## Set exercise
Extract the listing below in full, unchanged.

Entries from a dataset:
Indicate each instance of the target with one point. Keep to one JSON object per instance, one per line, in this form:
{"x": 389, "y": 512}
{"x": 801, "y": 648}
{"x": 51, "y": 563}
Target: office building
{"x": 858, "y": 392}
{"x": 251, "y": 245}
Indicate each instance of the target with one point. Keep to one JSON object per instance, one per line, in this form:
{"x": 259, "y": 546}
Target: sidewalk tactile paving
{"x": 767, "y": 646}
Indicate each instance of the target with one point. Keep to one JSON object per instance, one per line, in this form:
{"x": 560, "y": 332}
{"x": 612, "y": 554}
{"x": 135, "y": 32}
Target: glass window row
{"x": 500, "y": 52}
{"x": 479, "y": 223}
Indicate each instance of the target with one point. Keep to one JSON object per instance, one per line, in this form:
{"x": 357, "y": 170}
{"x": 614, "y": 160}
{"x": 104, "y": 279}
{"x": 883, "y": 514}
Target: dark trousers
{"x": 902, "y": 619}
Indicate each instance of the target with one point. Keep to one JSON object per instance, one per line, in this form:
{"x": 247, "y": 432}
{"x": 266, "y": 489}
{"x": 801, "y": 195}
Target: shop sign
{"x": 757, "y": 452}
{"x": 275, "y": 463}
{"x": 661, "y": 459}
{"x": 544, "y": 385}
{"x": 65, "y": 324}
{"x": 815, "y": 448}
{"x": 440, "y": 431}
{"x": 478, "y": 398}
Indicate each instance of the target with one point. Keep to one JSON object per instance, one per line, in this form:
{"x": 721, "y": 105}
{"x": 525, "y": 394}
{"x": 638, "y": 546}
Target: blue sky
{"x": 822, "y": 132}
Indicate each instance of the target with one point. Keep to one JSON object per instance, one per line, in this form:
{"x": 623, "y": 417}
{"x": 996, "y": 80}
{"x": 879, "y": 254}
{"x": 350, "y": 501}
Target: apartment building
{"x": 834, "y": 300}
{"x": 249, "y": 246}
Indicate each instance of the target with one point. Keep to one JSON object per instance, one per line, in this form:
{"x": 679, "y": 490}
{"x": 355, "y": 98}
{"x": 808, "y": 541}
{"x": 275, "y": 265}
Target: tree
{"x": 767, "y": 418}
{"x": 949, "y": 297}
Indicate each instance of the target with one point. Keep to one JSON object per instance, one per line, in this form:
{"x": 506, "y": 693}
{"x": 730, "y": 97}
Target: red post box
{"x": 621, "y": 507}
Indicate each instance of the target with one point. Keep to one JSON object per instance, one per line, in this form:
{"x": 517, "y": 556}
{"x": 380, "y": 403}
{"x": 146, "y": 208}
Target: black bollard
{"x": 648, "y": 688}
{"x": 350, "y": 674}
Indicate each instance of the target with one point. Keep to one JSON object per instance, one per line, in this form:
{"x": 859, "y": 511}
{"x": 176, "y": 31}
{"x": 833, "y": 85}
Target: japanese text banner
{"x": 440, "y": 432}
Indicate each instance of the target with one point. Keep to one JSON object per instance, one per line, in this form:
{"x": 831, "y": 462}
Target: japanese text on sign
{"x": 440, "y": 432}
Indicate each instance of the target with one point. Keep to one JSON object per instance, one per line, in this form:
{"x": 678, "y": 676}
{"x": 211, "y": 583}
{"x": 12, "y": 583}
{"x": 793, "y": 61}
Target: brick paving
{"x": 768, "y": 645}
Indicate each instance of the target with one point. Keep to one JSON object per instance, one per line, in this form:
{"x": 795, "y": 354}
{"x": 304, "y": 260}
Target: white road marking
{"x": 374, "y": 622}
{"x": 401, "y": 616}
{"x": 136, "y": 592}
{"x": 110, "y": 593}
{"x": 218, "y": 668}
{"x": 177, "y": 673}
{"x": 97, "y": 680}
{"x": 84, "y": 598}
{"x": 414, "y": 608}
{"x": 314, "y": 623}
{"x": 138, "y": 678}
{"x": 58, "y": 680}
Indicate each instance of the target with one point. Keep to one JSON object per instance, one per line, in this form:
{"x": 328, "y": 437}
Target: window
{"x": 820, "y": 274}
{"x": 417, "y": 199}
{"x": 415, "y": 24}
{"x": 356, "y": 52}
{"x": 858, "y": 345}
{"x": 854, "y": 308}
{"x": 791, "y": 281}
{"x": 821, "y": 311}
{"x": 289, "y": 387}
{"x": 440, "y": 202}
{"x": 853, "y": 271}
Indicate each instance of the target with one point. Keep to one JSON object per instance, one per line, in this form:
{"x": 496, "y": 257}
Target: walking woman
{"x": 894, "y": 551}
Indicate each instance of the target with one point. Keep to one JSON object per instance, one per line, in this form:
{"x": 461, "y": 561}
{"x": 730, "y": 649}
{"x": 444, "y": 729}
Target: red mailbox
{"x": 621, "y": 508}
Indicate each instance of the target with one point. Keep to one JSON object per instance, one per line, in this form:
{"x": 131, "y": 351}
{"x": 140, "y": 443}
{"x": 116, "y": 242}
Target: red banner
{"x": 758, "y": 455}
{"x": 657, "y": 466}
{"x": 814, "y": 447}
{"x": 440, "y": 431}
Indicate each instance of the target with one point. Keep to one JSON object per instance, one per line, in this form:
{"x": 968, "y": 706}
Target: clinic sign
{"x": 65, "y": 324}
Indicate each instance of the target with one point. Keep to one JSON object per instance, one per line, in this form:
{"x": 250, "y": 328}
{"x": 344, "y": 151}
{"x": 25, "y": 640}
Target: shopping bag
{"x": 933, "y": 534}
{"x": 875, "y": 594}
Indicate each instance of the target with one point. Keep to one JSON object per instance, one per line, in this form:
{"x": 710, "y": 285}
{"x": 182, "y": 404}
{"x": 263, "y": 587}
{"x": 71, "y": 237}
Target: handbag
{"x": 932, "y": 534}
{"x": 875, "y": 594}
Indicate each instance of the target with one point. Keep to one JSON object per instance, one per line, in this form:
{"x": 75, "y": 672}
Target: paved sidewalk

## Result of this exercise
Indicate each instance of the target with one point. Keep to one JSON object per instance, one per line, in this form:
{"x": 389, "y": 512}
{"x": 801, "y": 648}
{"x": 51, "y": 563}
Target: office building
{"x": 858, "y": 392}
{"x": 251, "y": 245}
Indicate each instance of the target with one point. Keep to one JSON object per instance, one per line, in this form:
{"x": 259, "y": 546}
Target: sidewalk tactile paving
{"x": 767, "y": 646}
Indicate each instance of the target with one point. Keep to one JSON object per instance, one per line, in this form:
{"x": 560, "y": 332}
{"x": 612, "y": 554}
{"x": 135, "y": 32}
Target: glass window row
{"x": 500, "y": 52}
{"x": 479, "y": 223}
Indicate each instance of the target with one point. Keep to one JSON object per instance, one per line, in this form:
{"x": 357, "y": 170}
{"x": 614, "y": 160}
{"x": 104, "y": 279}
{"x": 883, "y": 514}
Target: dark trousers
{"x": 902, "y": 619}
Indicate each instance of the target with one point. Keep to one JSON object per instance, one per line, in this form:
{"x": 247, "y": 432}
{"x": 266, "y": 489}
{"x": 801, "y": 195}
Target: shop sign
{"x": 757, "y": 452}
{"x": 275, "y": 463}
{"x": 661, "y": 459}
{"x": 544, "y": 385}
{"x": 65, "y": 324}
{"x": 815, "y": 448}
{"x": 440, "y": 431}
{"x": 478, "y": 398}
Indicate each instance of the target with one point. Keep to one JSON object per instance, one per line, in this form:
{"x": 721, "y": 105}
{"x": 525, "y": 394}
{"x": 638, "y": 546}
Target: blue sky
{"x": 822, "y": 132}
Indicate each instance of the target with one point. Keep to one JSON object per instance, one per line, in this form:
{"x": 623, "y": 417}
{"x": 996, "y": 80}
{"x": 879, "y": 254}
{"x": 350, "y": 501}
Target: apartment building
{"x": 834, "y": 300}
{"x": 249, "y": 246}
Indicate each instance of the target with one point. Keep to one JSON object per instance, one per line, in this form:
{"x": 679, "y": 490}
{"x": 355, "y": 98}
{"x": 808, "y": 541}
{"x": 275, "y": 265}
Target: tree
{"x": 767, "y": 418}
{"x": 949, "y": 297}
Indicate each instance of the target with one point. Keep to one JSON object per instance, one per line, in this form:
{"x": 506, "y": 693}
{"x": 730, "y": 97}
Target: red post box
{"x": 621, "y": 507}
Indicate each instance of the target with one point. Keep to one JSON object per instance, one per line, in this form:
{"x": 517, "y": 556}
{"x": 380, "y": 403}
{"x": 146, "y": 208}
Target: black bollard
{"x": 648, "y": 688}
{"x": 350, "y": 674}
Indicate each instance of the target with one point. Keep to one JSON object per instance, one per line, in this form:
{"x": 859, "y": 511}
{"x": 176, "y": 31}
{"x": 833, "y": 85}
Target: japanese text banner
{"x": 440, "y": 432}
Indicate each instance of the target with one point. Keep to one JSON object per instance, one per line, in this form:
{"x": 831, "y": 462}
Target: japanese text on sign
{"x": 440, "y": 432}
Indicate each instance of the target with one point. Keep to one JSON object per instance, one per line, in this form:
{"x": 678, "y": 676}
{"x": 211, "y": 583}
{"x": 12, "y": 583}
{"x": 793, "y": 61}
Target: brick paving
{"x": 768, "y": 645}
Indicate each instance of the target with one point. Keep to one JSON object per instance, one per line, in this form:
{"x": 795, "y": 354}
{"x": 304, "y": 260}
Target: white road marking
{"x": 374, "y": 622}
{"x": 401, "y": 616}
{"x": 136, "y": 592}
{"x": 110, "y": 593}
{"x": 218, "y": 668}
{"x": 177, "y": 673}
{"x": 97, "y": 680}
{"x": 84, "y": 598}
{"x": 414, "y": 608}
{"x": 314, "y": 623}
{"x": 138, "y": 678}
{"x": 58, "y": 680}
Indicate each instance of the target with one point. Keep to one JSON object per instance, one per line, in this form:
{"x": 328, "y": 437}
Target: window
{"x": 820, "y": 274}
{"x": 417, "y": 199}
{"x": 415, "y": 24}
{"x": 356, "y": 52}
{"x": 858, "y": 345}
{"x": 854, "y": 308}
{"x": 791, "y": 281}
{"x": 821, "y": 311}
{"x": 289, "y": 387}
{"x": 440, "y": 202}
{"x": 853, "y": 271}
Indicate each instance of the target with one point. Keep to one JSON object per instance, one per line, in this form:
{"x": 496, "y": 257}
Target: walking woman
{"x": 894, "y": 551}
Indicate each instance of the target with one point. Keep to one JSON object per instance, one per line, in this form:
{"x": 461, "y": 561}
{"x": 730, "y": 649}
{"x": 444, "y": 729}
Target: red mailbox
{"x": 621, "y": 508}
Indicate each instance of the target with one point. Keep to one JSON object per instance, one per line, in this form:
{"x": 131, "y": 351}
{"x": 140, "y": 443}
{"x": 116, "y": 242}
Target: red banner
{"x": 758, "y": 455}
{"x": 657, "y": 466}
{"x": 814, "y": 447}
{"x": 440, "y": 431}
Indicate each instance of the target with one point. Keep to one JSON object per instance, one per line, in this form:
{"x": 968, "y": 706}
Target: clinic sign
{"x": 65, "y": 324}
Indicate each instance of the target with one point. Keep to one JSON object per instance, one per line, in this form:
{"x": 250, "y": 328}
{"x": 344, "y": 151}
{"x": 25, "y": 640}
Target: shopping bag
{"x": 933, "y": 534}
{"x": 875, "y": 594}
Indicate each instance of the target with one point. Keep to one JSON object per instance, one per line, in this form:
{"x": 710, "y": 285}
{"x": 182, "y": 404}
{"x": 263, "y": 587}
{"x": 71, "y": 237}
Target: handbag
{"x": 932, "y": 534}
{"x": 875, "y": 594}
Indicate each instance of the target with one point. Keep to one JSON object per instance, one per line, in this form:
{"x": 75, "y": 672}
Target: paved sidewalk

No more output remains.